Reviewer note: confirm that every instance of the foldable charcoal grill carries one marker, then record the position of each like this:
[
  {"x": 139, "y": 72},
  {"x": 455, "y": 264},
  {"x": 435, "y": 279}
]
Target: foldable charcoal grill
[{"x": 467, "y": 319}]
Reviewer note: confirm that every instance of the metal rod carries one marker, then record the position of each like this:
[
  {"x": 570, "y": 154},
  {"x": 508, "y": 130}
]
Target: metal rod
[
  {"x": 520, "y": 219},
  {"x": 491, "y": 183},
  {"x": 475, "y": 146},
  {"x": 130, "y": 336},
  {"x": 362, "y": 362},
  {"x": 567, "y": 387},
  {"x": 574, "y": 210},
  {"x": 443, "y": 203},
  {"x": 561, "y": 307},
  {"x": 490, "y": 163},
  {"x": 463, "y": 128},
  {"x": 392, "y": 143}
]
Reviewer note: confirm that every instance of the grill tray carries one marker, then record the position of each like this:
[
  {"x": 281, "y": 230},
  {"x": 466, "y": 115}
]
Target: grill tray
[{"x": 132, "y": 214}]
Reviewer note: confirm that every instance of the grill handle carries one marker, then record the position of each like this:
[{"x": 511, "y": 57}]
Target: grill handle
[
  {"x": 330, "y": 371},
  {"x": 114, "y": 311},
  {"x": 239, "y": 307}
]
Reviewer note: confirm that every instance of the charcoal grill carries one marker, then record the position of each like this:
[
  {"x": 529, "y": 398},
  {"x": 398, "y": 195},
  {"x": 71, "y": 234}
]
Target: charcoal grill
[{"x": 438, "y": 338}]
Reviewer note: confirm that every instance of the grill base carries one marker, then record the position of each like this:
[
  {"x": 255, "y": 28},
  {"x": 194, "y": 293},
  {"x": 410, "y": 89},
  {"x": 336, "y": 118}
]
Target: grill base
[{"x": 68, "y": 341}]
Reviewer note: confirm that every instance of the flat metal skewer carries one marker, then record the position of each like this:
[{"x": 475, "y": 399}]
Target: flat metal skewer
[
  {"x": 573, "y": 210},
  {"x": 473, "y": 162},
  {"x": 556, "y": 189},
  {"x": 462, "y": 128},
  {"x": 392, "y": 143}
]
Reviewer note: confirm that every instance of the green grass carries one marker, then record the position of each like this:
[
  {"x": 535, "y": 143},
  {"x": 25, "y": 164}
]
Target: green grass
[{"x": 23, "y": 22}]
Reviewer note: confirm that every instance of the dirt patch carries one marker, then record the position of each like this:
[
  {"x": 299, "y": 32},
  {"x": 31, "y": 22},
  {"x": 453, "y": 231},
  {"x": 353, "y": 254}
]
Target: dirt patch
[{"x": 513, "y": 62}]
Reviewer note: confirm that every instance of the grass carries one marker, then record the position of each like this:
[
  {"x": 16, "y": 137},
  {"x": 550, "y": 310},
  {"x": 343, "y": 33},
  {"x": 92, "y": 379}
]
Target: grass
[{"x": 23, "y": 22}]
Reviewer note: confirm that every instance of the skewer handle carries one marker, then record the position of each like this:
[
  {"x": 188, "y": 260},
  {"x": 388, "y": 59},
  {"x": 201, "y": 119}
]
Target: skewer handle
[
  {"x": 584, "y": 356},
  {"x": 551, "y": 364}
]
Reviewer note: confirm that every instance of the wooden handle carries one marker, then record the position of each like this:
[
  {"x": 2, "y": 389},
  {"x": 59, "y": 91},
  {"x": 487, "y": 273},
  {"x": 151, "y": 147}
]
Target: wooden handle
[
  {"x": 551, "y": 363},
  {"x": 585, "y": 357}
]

+++

**ACTION ITEM**. Give back the entire listing with every word intact.

**PROBLEM SOLUTION**.
Reviewer note: confirm that every instance of the foldable charcoal grill carries one marker, then record the position of each like this:
[
  {"x": 139, "y": 72},
  {"x": 455, "y": 264},
  {"x": 435, "y": 279}
]
Target: foldable charcoal grill
[{"x": 467, "y": 319}]
Reviewer note: confirm that every instance of the metal rod carries one marker, then record the position of each like this:
[
  {"x": 570, "y": 154},
  {"x": 508, "y": 130}
]
Target: metal rod
[
  {"x": 520, "y": 219},
  {"x": 491, "y": 183},
  {"x": 475, "y": 146},
  {"x": 130, "y": 336},
  {"x": 362, "y": 362},
  {"x": 567, "y": 387},
  {"x": 574, "y": 210},
  {"x": 443, "y": 203},
  {"x": 561, "y": 307},
  {"x": 490, "y": 163},
  {"x": 463, "y": 128},
  {"x": 392, "y": 143}
]
Reviewer note: confirm that every instance of the grill tray carries one marker, then record the position of each like this:
[
  {"x": 281, "y": 230},
  {"x": 466, "y": 115}
]
Target: grill tray
[{"x": 132, "y": 214}]
Reviewer note: confirm that every instance of the grill handle carries one marker, then record the position of each like this:
[{"x": 511, "y": 57}]
Target: grill handle
[
  {"x": 330, "y": 371},
  {"x": 114, "y": 311},
  {"x": 239, "y": 307}
]
Reviewer note: confirm that every instance of the charcoal grill carries one marker, then record the position of each like this:
[
  {"x": 529, "y": 398},
  {"x": 398, "y": 195},
  {"x": 71, "y": 234}
]
Target: charcoal grill
[{"x": 438, "y": 338}]
Reviewer note: confirm that every instance of the grill base carries one marker, then record the position of each like this:
[
  {"x": 255, "y": 28},
  {"x": 194, "y": 293},
  {"x": 410, "y": 89},
  {"x": 336, "y": 118}
]
Target: grill base
[{"x": 68, "y": 341}]
Reviewer note: confirm that every instance of the flat metal skewer carries one marker, then record the position of each like this:
[{"x": 475, "y": 399}]
Target: flat metal skewer
[
  {"x": 573, "y": 210},
  {"x": 473, "y": 162},
  {"x": 556, "y": 189},
  {"x": 462, "y": 128},
  {"x": 392, "y": 143}
]
Reviewer note: confirm that every instance of the green grass carries one marker, then record the position of each like this:
[
  {"x": 535, "y": 143},
  {"x": 25, "y": 164}
]
Target: green grass
[{"x": 23, "y": 22}]
Reviewer note: confirm that every instance of the dirt patch carries one marker, then record the position of each like this:
[
  {"x": 299, "y": 32},
  {"x": 31, "y": 22},
  {"x": 453, "y": 231},
  {"x": 353, "y": 254}
]
Target: dirt patch
[{"x": 513, "y": 62}]
Reviewer note: confirm that every instance of the grass carries one marker, then record the position of each like this:
[
  {"x": 16, "y": 137},
  {"x": 550, "y": 310},
  {"x": 343, "y": 33},
  {"x": 92, "y": 379}
]
Target: grass
[{"x": 23, "y": 22}]
Reviewer note: confirm that every instance of the skewer handle carries one marker, then record the position of each like this:
[
  {"x": 188, "y": 260},
  {"x": 388, "y": 59},
  {"x": 201, "y": 119}
]
Target: skewer handle
[
  {"x": 584, "y": 356},
  {"x": 551, "y": 364}
]
Reviewer note: confirm that every instance of the wooden handle carries one marker, then record the position of each like this:
[
  {"x": 2, "y": 389},
  {"x": 59, "y": 91},
  {"x": 487, "y": 273},
  {"x": 151, "y": 147}
]
Target: wooden handle
[
  {"x": 551, "y": 363},
  {"x": 585, "y": 357}
]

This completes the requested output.